• _INSTRUÇÕES DE TRABALHO_
a - Reescreva em forma de lista, com os factos principais, o parágrafo do acórdão que começa por "Porém, realizado o julgamento".
b - Transcreva do acórdão o trecho que vai de "Porém, não conformado" até "efeito meramente devolutivo.", inclusive.

• _DOCUMENTO_
- - -

Acórdão nº 7569/2003-9 de Court of Appeal of Lisbon (Portugal), 11 de Dezembro de 2003
Magistrado Responsável | ALMEIDA CABRAL |
Data da Resolução | 11 de Dezembro de 2003 |
Emissor | Court of Appeal of Lisbon (Portugal) |
Acordam, em audiência, os Juízes da 9.ª Secção do Tribunal da Relação de Lisboa: 1 - No 1.º Juízo Criminal do Tribunal Judicial da Comarca de Sintra, em que é arguida (M), e recorrente o Ministério Público, foi aquela acusada de haver praticado um crime de "coacção grave", p. p. nos termos do art.º 155.º, n.º 1, al. a), do Cód. Penal.
Porém, realizado o julgamento, veio a arguída a ser absolvida do imputado crime, havendo, por outro lado, a factualidade que foi considerada provada sido subsumida na previsão do art.º 153.º, n.º 1, do Cód. Penal - "ameaça" - e, em consequência, homologada, a desistência de queixa apresentada nos autos pelo queixoso, (G) .
Porém, não conformado com a absolvição da arguída do imputado crime de "coacção", e da subsunção que veio a ser feita dos respectivos factos, desta decisão recorreu o Ministério Público, considerando ter sido violado o disposto no art.º 154.º, n.º 1, do Cód. Penal.
Da sua motivação extraiu as seguintes conclusões: (…) IV - A sentença violou o art.º 154º-1 do C.P Deve portanto substituir-se a douta decisão, por outra que revogue e condene a arguida, pela prática de um crime de coacção.
O recurso foi admitido, com subida imediata, nos próprios autos, e efeito meramente devolutivo.
*Notificado da interposição do mesmo recurso, respondeu a recorrida, a qual, por sua vez, formulou as seguintes "conclusões": (...) Neste Tribunal, o Exm.º Procurador-Geral Adjunto emitiu o seguinte "parecer": "(…) Como questão controvertida, afiguram-se as seguintes: - se os factos integram uma forma actual e imediata de violência, material ou moral para obrigar outrem a uma acção ou omissão ou a suportar uma actividade uma acção; - se existe dolo de intimidação e de constrangimento, a ser este exigível.

- - -

• _MATERIAL FORNECIDO_
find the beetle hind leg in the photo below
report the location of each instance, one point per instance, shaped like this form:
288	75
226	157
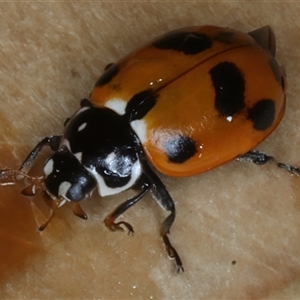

- - -

• _RESPOSTAS POR TAREFA_
a -
- Depois do julgamento, a arguida foi absolvida do crime que lhe era imputado.
- Os factos dados como provados foram enquadrados no art.º 153.º, n.º 1, do Código Penal, como "ameaça".
- Em consequência, foi homologada a desistência de queixa apresentada nos autos pelo queixoso, (G).

b -
Porém, não conformado com a absolvição da arguída do imputado crime de "coacção", e da subsunção que veio a ser feita dos respectivos factos, desta decisão recorreu o Ministério Público, considerando ter sido violado o disposto no art.º 154.º, n.º 1, do Cód. Penal.
Da sua motivação extraiu as seguintes conclusões: (…) IV - A sentença violou o art.º 154º-1 do C.P Deve portanto substituir-se a douta decisão, por outra que revogue e condene a arguida, pela prática de um crime de coacção.
O recurso foi admitido, com subida imediata, nos próprios autos, e efeito meramente devolutivo.